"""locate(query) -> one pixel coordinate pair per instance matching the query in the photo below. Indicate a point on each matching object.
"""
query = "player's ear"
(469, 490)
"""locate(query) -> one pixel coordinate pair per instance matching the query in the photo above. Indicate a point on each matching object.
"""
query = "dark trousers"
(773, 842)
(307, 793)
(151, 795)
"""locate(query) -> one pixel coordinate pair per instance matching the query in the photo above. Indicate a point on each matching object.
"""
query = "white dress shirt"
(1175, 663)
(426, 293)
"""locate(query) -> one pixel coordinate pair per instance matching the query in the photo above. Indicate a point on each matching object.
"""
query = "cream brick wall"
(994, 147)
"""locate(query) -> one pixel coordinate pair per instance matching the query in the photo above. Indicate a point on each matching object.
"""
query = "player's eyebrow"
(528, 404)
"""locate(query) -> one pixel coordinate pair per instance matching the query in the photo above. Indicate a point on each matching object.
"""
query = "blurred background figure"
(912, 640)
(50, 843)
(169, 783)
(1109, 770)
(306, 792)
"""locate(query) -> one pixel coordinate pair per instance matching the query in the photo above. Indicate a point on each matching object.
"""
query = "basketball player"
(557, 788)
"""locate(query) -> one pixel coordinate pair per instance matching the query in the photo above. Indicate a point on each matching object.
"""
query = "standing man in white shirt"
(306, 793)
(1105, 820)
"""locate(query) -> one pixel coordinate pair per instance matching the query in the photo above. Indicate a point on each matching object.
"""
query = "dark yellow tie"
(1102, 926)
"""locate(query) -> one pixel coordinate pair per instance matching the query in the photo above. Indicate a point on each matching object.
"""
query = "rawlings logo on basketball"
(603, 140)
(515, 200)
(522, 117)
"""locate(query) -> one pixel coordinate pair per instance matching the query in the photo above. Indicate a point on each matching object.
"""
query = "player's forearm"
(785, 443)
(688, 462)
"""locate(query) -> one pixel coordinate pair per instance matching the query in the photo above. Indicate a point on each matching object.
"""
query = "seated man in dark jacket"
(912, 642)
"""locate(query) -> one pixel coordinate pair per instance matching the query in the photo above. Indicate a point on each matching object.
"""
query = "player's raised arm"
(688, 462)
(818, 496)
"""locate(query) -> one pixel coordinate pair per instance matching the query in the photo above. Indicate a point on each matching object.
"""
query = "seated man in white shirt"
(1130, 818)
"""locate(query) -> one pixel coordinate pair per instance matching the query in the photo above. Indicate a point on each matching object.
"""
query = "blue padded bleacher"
※
_What you will do_: Quote all of the entries verbatim.

_Task result_:
"""locate(query) -> one pixel coordinate pair per instance matching the query in the photo below. Indicate a point on each matching object.
"""
query = "player's ear"
(469, 490)
"""locate(query) -> one pixel coordinate pair per instance matching the query in the photo above. Indicate a point on each matching object.
"""
query = "dark trousers"
(773, 842)
(307, 793)
(151, 795)
"""locate(query) -> one pixel coordinate pair per instance matching the query in the photo above. Indicate a point on each matching object.
"""
query = "white dress shirt"
(1175, 663)
(426, 293)
"""locate(query) -> one pixel coordinate pair per instance matching the query in the photo above. Indicate a point on each matching object.
"""
query = "cream brick wall"
(994, 147)
"""locate(query) -> one pixel coordinate pair per instance matching the query in the photo above. Indicate a point on each matching object.
"""
query = "player's eyebrow"
(528, 404)
"""locate(query) -> one pixel coordinate pair per instance matching the query in the photo above. Indicate a point on each matching object.
"""
query = "blurred background figure"
(912, 640)
(50, 843)
(169, 783)
(1109, 770)
(306, 792)
"""locate(query) -> one pixel coordinate pair per instance matching the query in the photo above. Indicate a point on each matching object.
"""
query = "basketball player"
(557, 788)
"""locate(query) -> one pixel coordinate pair per instance matching the query in the photo above. Indicate a point on each matching object.
"""
query = "standing man in white shirt"
(306, 793)
(1105, 820)
"""locate(query) -> one pixel coordinate pair per instance matching the query in the photo above. Indicate a point on each matching object.
"""
query = "dark yellow tie"
(1102, 926)
"""locate(query) -> one pixel coordinate pair per instance matching the query in the photo above. Indicate a point on each matching object.
"""
query = "rawlings logo on basketball"
(603, 140)
(515, 200)
(522, 117)
"""locate(query) -> one pixel coordinate pair per instance matching the query in the photo above. Indicate a point on each matching object.
"""
query = "player's forearm"
(785, 443)
(688, 462)
"""locate(query) -> one pixel coordinate pair per instance matching the query in the photo above. Indicate a point on each matching object.
"""
query = "seated man in dark jacket"
(912, 642)
"""locate(query) -> one pixel coordinate pair per instance matching the query in the photo above. Indicate a point on each matching object.
"""
query = "player's raised arm"
(688, 462)
(818, 496)
"""locate(query) -> one pixel coordinate pair per instance matching the query in the photo above. Indicate a point on each matching object.
"""
query = "seated man in white shirt"
(1130, 818)
"""locate(query) -> one pixel coordinate pair per instance matching the query in the photo above. Indicate a point on each matching object.
"""
query = "blue padded bleacher"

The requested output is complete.